Rewrite all of the data below as a numbered list, leaving out any blank lines.

* Working data:
— Begin —

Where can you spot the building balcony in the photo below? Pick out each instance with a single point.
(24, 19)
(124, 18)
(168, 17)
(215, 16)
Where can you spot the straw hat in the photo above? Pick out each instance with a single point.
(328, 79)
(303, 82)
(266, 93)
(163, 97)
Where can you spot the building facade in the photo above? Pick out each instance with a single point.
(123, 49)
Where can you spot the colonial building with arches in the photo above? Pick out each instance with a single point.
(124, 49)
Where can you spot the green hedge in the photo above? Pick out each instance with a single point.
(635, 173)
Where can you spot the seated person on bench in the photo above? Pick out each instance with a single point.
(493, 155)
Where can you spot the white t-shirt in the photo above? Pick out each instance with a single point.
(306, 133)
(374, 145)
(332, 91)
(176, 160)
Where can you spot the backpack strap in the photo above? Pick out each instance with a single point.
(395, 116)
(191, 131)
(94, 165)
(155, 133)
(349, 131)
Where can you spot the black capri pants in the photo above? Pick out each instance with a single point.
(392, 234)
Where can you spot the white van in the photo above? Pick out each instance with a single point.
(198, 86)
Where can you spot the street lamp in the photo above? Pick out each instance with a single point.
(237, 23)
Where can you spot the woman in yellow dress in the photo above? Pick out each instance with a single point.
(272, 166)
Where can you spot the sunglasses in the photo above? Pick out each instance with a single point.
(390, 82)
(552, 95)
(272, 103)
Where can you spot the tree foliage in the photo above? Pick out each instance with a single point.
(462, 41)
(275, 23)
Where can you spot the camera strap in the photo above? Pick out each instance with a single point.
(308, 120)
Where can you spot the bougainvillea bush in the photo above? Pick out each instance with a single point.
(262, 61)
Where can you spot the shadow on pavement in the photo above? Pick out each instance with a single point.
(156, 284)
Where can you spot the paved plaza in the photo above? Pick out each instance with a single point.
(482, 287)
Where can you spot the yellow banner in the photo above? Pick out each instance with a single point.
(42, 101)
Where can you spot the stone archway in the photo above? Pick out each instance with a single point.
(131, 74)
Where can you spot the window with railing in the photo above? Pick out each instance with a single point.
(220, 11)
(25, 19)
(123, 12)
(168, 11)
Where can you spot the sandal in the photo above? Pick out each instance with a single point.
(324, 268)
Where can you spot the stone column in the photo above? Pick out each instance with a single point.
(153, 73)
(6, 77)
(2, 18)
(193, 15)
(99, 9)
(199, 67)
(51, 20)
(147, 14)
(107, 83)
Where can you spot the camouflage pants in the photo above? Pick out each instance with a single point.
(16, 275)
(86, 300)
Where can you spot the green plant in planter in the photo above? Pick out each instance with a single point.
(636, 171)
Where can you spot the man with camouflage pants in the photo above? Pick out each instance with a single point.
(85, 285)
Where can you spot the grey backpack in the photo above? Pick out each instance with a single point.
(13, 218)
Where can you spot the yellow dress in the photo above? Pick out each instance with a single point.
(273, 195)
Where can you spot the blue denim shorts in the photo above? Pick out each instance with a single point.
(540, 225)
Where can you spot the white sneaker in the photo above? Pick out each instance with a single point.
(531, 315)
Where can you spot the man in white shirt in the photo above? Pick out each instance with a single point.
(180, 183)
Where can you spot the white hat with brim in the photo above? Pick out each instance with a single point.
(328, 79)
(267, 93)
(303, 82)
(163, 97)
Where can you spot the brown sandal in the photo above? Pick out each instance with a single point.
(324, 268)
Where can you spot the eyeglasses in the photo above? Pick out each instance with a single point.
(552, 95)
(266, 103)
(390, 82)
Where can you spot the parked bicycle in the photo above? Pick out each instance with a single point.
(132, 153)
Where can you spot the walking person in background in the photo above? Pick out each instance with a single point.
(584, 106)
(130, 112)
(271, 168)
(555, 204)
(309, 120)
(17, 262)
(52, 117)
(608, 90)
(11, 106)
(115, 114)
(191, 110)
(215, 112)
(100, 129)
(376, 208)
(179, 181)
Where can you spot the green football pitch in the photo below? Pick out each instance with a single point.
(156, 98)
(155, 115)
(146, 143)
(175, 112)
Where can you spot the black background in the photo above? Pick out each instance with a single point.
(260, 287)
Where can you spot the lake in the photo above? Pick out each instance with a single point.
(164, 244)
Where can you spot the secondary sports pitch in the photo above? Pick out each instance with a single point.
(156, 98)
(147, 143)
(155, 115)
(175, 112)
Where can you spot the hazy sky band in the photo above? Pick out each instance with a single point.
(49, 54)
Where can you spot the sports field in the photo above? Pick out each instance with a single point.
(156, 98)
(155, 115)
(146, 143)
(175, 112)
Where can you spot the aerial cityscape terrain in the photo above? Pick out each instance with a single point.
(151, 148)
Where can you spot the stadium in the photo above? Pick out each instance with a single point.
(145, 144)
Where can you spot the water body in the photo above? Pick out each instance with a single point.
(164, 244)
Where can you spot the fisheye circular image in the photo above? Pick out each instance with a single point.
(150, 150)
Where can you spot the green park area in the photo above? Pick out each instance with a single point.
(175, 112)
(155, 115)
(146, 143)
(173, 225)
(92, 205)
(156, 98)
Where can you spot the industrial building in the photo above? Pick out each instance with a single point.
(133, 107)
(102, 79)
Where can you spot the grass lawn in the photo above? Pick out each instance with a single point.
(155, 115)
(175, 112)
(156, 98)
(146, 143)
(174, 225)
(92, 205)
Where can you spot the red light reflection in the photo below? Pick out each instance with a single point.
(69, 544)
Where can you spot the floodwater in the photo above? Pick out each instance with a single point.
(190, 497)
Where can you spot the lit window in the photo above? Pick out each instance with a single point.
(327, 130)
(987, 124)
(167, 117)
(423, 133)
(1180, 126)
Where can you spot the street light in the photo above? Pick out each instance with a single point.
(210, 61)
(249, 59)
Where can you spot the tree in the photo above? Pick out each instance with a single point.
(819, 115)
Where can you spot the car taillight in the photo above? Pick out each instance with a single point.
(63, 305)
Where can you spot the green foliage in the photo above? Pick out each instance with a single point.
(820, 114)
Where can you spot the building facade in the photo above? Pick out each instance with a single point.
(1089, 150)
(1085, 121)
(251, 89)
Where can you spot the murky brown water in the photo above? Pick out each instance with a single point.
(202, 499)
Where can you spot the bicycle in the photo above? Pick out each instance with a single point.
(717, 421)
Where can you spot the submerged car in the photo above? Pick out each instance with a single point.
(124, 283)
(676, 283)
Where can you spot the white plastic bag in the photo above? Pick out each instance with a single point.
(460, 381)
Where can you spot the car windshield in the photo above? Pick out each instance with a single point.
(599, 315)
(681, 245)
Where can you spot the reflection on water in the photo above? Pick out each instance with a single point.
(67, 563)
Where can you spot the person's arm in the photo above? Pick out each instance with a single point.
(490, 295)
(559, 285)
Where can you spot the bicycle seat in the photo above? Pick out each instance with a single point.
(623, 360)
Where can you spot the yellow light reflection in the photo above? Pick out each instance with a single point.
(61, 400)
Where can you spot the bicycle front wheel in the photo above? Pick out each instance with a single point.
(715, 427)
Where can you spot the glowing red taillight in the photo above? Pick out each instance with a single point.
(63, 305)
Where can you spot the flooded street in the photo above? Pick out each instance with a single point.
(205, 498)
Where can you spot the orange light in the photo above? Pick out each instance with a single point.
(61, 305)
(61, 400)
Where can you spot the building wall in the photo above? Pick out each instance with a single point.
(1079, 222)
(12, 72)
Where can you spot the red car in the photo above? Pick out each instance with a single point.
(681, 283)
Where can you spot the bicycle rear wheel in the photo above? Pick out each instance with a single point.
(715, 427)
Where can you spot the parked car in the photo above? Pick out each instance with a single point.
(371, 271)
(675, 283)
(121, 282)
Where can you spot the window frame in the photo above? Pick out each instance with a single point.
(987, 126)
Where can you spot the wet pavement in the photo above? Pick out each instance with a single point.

— End —

* Reply to the exercise:
1. Where can you spot the building balcony in the photo below? Pick out each instance with a single point.
2. (24, 19)
3. (124, 18)
4. (168, 17)
5. (215, 16)
6. Where can you spot the straw hat in the photo above? Pick out each instance with a single point.
7. (328, 79)
8. (303, 82)
9. (266, 93)
10. (163, 97)
11. Where can you spot the building facade in the photo above? Pick out each instance with a single point.
12. (123, 49)
13. Where can you spot the colonial building with arches in the photo above? Pick out each instance with a single point.
14. (124, 49)
15. Where can you spot the green hedge in the photo above? Pick out each instance with a single point.
16. (635, 173)
17. Where can you spot the seated person on bench in the photo above? Pick out each instance with a single point.
18. (493, 155)
19. Where can you spot the white t-shirt in the photo above? Pick out each instance with a single point.
20. (306, 133)
21. (374, 145)
22. (332, 91)
23. (176, 160)
24. Where can you spot the backpack strap in the photo above? Pick out each instance with a single point.
25. (395, 116)
26. (191, 131)
27. (94, 165)
28. (155, 133)
29. (349, 131)
30. Where can you spot the black capri pants in the photo above? Pick out each instance with a single point.
31. (392, 234)
32. Where can you spot the white van in the photo above? Pick out each instance with a single point.
33. (198, 86)
34. Where can you spot the street lamp in the photo above? Pick out each instance with a single point.
35. (237, 23)
36. Where can you spot the woman in yellow dress in the photo above? Pick out each instance with a single point.
37. (272, 166)
38. Where can you spot the sunglasses in the photo above? Pick out each instance with a single point.
39. (390, 82)
40. (552, 95)
41. (272, 103)
42. Where can you spot the tree foliage in the photo above? Pick out each instance with a single point.
43. (462, 41)
44. (275, 23)
45. Where can you spot the camera strap in the photo above? Pick out each instance with a single point.
46. (308, 120)
47. Where can you spot the bougainvillea bush in the photo above? Pick out each instance with a single point.
48. (262, 61)
49. Where can you spot the shadow on pavement in the photo above? Pick out each instance with a single point.
50. (156, 284)
51. Where can you spot the paved plaza in the photo above? Pick out each instance with a single point.
52. (482, 287)
53. Where can you spot the yellow banner in the photo above? Pick out each instance with a single point.
54. (42, 101)
55. Where can you spot the stone archway in the photo above? Pick out each instance with a single point.
56. (131, 74)
57. Where can you spot the window with railing in the photo above? Pick out each instance with a single point.
58. (220, 11)
59. (25, 19)
60. (123, 12)
61. (168, 11)
62. Where can you spot the sandal in the photo above? Pick out each instance with a single point.
63. (324, 268)
64. Where can you spot the stone column in the photo above? Pick out each instance with a single point.
65. (153, 73)
66. (6, 77)
67. (2, 18)
68. (193, 15)
69. (99, 9)
70. (199, 67)
71. (51, 20)
72. (147, 14)
73. (107, 83)
74. Where can you spot the camouflage pants in the photo above? Pick out each instance with a single point.
75. (16, 275)
76. (86, 300)
77. Where can you spot the green plant in planter in the photo above? Pick out each instance with a single point.
78. (636, 171)
79. Where can you spot the man with camouflage pants in the photo above? Pick out each instance with a single point.
80. (85, 285)
81. Where can you spot the grey backpack in the photo above? Pick out each instance with a single point.
82. (13, 218)
83. Where can you spot the yellow dress in the photo above? Pick out each instance with a single point.
84. (273, 195)
85. Where can you spot the blue denim shorts in the photo above? Pick out each instance with a single point.
86. (540, 225)
87. Where can you spot the white sneaker in the photo above? Pick out each instance with a single point.
88. (531, 315)
89. Where can you spot the man in white shirt in the photo above? Pick out each instance with a single point.
90. (180, 183)
91. Where can you spot the white hat with brim in the photo above? Pick out each instance with a single point.
92. (328, 79)
93. (267, 93)
94. (303, 82)
95. (163, 97)
96. Where can you spot the brown sandal in the photo above? Pick out each instance with a single point.
97. (324, 268)
98. Where can you spot the eyeglasses in the photo above? Pick out each instance with a single point.
99. (552, 95)
100. (266, 103)
101. (390, 82)
102. Where can you spot the parked bicycle in the photo above? Pick out each instance with a single point.
103. (132, 153)
104. Where can you spot the walking person in background in the photo above? Pick out each instance with a single point.
105. (584, 106)
106. (130, 112)
107. (271, 168)
108. (555, 204)
109. (309, 120)
110. (17, 262)
111. (52, 117)
112. (608, 90)
113. (11, 106)
114. (115, 114)
115. (191, 110)
116. (215, 112)
117. (100, 129)
118. (376, 208)
119. (179, 181)
120. Where can you spot the green football pitch in the photo below? Pick out each instance with a single point.
121. (156, 98)
122. (155, 115)
123. (146, 143)
124. (175, 112)
125. Where can you spot the black background in the photo above? Pick out each instance with a single point.
126. (260, 287)
127. Where can you spot the lake in the photo above? Pick out each instance with a single point.
128. (164, 244)
129. Where can you spot the secondary sports pitch in the photo above? Pick out each instance with a single point.
130. (156, 98)
131. (147, 143)
132. (155, 115)
133. (175, 112)
134. Where can you spot the hazy sky band in the photo above? Pick out each instance with a single point.
135. (49, 54)
136. Where can you spot the sports field in the photo above? Pick out each instance with a single point.
137. (156, 98)
138. (155, 115)
139. (146, 143)
140. (175, 112)
141. Where can you spot the aerial cityscape terrain in the photo above? Pick out each instance with a single point.
142. (151, 148)
143. Where can you spot the stadium in the photo above? Pick out each instance with a single point.
144. (145, 144)
145. Where can you spot the water body in the photo above? Pick out each instance with a single point.
146. (164, 244)
147. Where can you spot the fisheye circular image in the photo above? Pick out each instance with a single point.
148. (150, 150)
149. Where can you spot the green park area in the photo above? Pick out each instance with a single point.
150. (175, 112)
151. (155, 115)
152. (146, 143)
153. (173, 225)
154. (92, 205)
155. (156, 98)
156. Where can you spot the industrial building in the photo above? Pick out each instance with a single point.
157. (133, 107)
158. (102, 79)
159. Where can you spot the grass lawn in the photo above? Pick out each instance with a single point.
160. (155, 115)
161. (175, 112)
162. (156, 98)
163. (146, 143)
164. (174, 225)
165. (92, 205)
166. Where can you spot the red light reflection in the photo below? Pick out each instance with a single point.
167. (69, 544)
168. Where can you spot the floodwater in the photo above? Pick out each instance with a single point.
169. (190, 497)
170. Where can you spot the lit window in the photo above? Pick out each instance with a single point.
171. (327, 130)
172. (987, 124)
173. (167, 117)
174. (423, 133)
175. (1180, 126)
176. Where can you spot the street light in the photo above? Pick out each instance with a single point.
177. (210, 61)
178. (249, 59)
179. Where can you spot the tree in the photo above? Pick out each instance with a single point.
180. (819, 115)
181. Where can you spot the car taillight in the photo above? Pick out each instance with a single point.
182. (63, 305)
183. Where can you spot the green foliage in the photo above? Pick out each instance with a single point.
184. (820, 114)
185. Where can you spot the building facade in the photo above? Pick out each instance with a single point.
186. (1089, 150)
187. (1085, 121)
188. (251, 89)
189. Where can you spot the murky brown water in the photo above? Pick out each instance with a single point.
190. (202, 499)
191. Where can you spot the bicycle in the photo above? Pick out each instance with a single point.
192. (717, 421)
193. Where can you spot the submerged car in the photo above? Pick out each instance with a single point.
194. (124, 283)
195. (676, 283)
196. Where can you spot the white plastic bag in the photo above? Pick out each instance with a single point.
197. (460, 381)
198. Where can you spot the car windshield in the photo above? Pick out each instance with a single point.
199. (599, 315)
200. (681, 245)
201. Where can you spot the reflection on water in the photo above? Pick out each instance with a single point.
202. (67, 563)
203. Where can you spot the person's arm in the photo above? Pick out each instance with a single point.
204. (490, 295)
205. (559, 285)
206. Where can you spot the bicycle seat in the photo above? Pick out each instance with a single point.
207. (623, 360)
208. Where can you spot the yellow light reflection in the photo above? Pick out each instance with a single point.
209. (61, 400)
210. Where can you spot the bicycle front wheel in the photo above? Pick out each instance with a single point.
211. (715, 427)
212. Where can you spot the glowing red taillight in the photo above? Pick out each instance with a single point.
213. (63, 305)
214. Where can you spot the flooded street in the photo above? Pick out each instance with a single point.
215. (205, 498)
216. Where can you spot the orange light in the photo above? Pick out each instance with a single point.
217. (61, 305)
218. (61, 400)
219. Where can you spot the building wall in the photo above? Pick out each instance with a single point.
220. (1079, 222)
221. (12, 72)
222. Where can you spot the red car in the photo above? Pick out each instance with a single point.
223. (681, 283)
224. Where can you spot the bicycle rear wheel in the photo above? Pick out each instance with a single point.
225. (715, 427)
226. Where can you spot the parked car in the photo above? Pick out each instance with a single point.
227. (371, 271)
228. (675, 283)
229. (121, 282)
230. Where can you spot the window frame in the photo above? Pick out each instance with a single point.
231. (987, 126)
232. Where can you spot the wet pavement in the photo above? Pick out each instance with a single point.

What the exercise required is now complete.